Oleh karena itu, sebagai pendidik, kita perlu mengerahkan segala pemikiran untuk membuat suasana belajar menjadi menyenangkan (joyull learning). Untuk itu Tri pusat pendidikan yaitu, guru – orangtua – lingkungan masyarakat hendaknya seoptimal mungkin berusaha untuk mengubah rumah ‘bernuansa’ sekolah, selama pandemi covid-19 ini. Di samping usaha tersebut di atas, mengenali gaya belajar anak sangatlah diperlukan agar anak tidak merasa terpaksa atau tertekan ketika mereka harus mengalami masa-masa ‘menyendiri’ dan hanya berteman laptop/HP, karena tidak semua anak akan selalu mendapat pendampingan orangtua ketika ia belajar, apalagi kalau mereka sudah duduk di SMP dan atau SMA.

Sebagaimana kita ketahui bersama, kata sekolah (bahasa Latin): SKHOLE, SCOLA, SCOLAE atau SKHOLA, yang berarti: waktu luang atau waktu senggang, di mana ketika itu sekolah adalah kegiatan di waktu luang bagi anak-anak di tengah-tengah kegiatan utama mereka yaitu bermain (play and learn) dan menggunakan waktu untuk menikmati masa anak-anak dan remaja. Menurut hemat penulis, belajar itu dapat dibiasakan (di habitkan) sehingga menjadi kegemaran si pembelajar untuk menggapai cita-citanya. Anak-anak harus senantiasa dipicu dan dipacu untuk gemar belajar dan menyukai semua mata pelajaran yang wajib ditempuhnya.

Dengan mengenali gaya belajar masing-masing individu, diharapkan tidak terjadi kesalahpahaman di antara mereka. Tiap individu adalah unik atau memiliki keunikan masing-masing, pada umumnya memiliki gaya belajar yang berbeda satu sama lain. Ada yang bergaya Visual, Auditory, Kinestetik. Oleh karena itu, penting bagi pendidik (guru dan orangtua) mengenali gaya belajar anaknya, sebab tanpa pemahaman yang cukup pendidik akan menemui kesulitan untuk bersinergi ketika harus mendampinginya dalam belajar.

  • Visual (learn through seeing); adalah:
  • Anak yang memiliki gaya belajar visual biasanya dapat tampil baik dengan warna-warna cerah, selain itu dalam berkomunikasi mereka cenderung berhadapan dan melakukan kontak mata.
  • Ketika bicara, seringkali melihat ke atas, seolah-olah ada bantuan visual di dalam kepalanya.

◆ **Bahan yang Disediakan**
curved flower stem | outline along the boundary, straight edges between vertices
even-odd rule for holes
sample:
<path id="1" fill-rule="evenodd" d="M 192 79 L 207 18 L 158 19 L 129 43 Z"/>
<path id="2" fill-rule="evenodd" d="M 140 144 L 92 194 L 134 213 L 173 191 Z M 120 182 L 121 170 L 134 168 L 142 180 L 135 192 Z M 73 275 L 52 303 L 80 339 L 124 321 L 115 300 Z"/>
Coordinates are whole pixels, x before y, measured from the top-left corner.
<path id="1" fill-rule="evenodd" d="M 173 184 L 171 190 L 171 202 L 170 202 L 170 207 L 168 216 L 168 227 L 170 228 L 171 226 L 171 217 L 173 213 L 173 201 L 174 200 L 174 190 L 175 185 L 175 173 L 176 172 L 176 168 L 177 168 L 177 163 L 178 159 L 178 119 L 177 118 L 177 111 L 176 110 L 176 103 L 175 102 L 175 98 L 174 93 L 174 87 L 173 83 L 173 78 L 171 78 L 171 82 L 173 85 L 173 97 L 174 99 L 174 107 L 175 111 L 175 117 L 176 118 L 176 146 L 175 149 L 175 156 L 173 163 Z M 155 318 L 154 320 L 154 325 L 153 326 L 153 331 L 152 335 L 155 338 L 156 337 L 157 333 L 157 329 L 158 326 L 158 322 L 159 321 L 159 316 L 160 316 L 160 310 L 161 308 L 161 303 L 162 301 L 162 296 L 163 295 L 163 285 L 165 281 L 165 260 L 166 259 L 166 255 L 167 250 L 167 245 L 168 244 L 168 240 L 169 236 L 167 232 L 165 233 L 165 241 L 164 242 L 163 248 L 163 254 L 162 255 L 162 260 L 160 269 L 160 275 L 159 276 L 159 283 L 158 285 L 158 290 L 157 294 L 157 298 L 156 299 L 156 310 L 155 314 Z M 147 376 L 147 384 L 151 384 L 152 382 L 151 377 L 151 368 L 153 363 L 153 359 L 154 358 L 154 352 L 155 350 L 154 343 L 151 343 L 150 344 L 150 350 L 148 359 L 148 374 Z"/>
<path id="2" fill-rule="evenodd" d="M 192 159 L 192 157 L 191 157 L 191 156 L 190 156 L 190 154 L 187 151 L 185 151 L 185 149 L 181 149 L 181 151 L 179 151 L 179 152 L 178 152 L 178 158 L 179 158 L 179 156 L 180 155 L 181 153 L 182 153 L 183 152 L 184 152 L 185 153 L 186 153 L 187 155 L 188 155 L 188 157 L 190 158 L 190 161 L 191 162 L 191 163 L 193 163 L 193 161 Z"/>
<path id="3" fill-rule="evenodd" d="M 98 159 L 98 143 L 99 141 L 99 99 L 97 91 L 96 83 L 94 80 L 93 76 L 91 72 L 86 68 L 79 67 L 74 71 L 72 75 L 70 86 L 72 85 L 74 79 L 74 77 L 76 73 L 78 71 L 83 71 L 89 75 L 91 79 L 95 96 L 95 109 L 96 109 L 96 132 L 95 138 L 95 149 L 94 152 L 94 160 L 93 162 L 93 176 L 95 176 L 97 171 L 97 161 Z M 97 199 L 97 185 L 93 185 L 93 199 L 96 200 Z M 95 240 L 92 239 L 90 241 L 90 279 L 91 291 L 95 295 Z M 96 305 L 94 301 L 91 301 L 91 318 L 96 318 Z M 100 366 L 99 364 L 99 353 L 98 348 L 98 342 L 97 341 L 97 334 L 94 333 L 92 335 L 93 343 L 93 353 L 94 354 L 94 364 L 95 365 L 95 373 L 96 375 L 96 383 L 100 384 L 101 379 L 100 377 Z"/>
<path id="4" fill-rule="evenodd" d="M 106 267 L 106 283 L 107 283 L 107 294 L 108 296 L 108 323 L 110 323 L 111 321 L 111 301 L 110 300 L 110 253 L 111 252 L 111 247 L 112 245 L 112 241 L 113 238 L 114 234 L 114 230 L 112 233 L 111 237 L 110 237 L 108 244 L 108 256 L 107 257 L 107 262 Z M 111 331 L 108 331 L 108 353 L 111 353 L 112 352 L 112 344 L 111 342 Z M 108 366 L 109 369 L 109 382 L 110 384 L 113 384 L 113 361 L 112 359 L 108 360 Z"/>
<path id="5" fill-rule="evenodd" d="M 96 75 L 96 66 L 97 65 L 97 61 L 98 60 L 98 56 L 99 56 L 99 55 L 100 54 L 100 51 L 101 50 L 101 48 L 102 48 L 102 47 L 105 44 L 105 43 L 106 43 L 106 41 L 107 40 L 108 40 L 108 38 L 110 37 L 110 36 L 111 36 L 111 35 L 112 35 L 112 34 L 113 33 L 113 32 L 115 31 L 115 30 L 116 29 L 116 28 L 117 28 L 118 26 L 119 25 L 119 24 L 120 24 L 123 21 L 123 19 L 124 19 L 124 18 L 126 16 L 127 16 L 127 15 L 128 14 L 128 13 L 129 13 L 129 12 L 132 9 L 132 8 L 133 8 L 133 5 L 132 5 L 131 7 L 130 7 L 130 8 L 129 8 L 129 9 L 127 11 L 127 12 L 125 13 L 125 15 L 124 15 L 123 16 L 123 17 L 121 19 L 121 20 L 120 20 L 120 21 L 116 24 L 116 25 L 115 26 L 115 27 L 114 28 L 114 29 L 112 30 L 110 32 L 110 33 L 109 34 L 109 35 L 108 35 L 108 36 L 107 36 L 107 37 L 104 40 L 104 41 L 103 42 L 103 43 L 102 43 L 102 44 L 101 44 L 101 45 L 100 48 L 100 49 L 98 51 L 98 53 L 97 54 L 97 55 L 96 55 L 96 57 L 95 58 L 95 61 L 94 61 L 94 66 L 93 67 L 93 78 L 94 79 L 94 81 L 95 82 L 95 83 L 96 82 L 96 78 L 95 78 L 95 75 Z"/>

◆ **Soal Materi**
a. Berdasarkan kutipan tentang gaya belajar anak, mengapa pendidik (guru dan orangtua) perlu mengenali gaya belajar anaknya? Jawablah dalam satu hingga tiga kalimat.
b. Terjemahkan kalimat dari kutipan tentang gaya belajar anak ini ke dalam bahasa Inggris: "Tiap individu adalah unik atau memiliki keunikan masing-masing, pada umumnya memiliki gaya belajar yang berbeda satu sama lain."

◆ **Kunci Jawaban**
a. Tanpa pemahaman yang cukup tentang gaya belajar anak, pendidik akan menemui kesulitan untuk bersinergi ketika harus mendampingi anak dalam belajar. Selain itu, dengan mengenali gaya belajar masing-masing individu, diharapkan tidak terjadi kesalahpahaman di antara mereka.

b. Each individual is unique, or has a uniqueness of their own, and in general individuals have learning styles that differ from one another.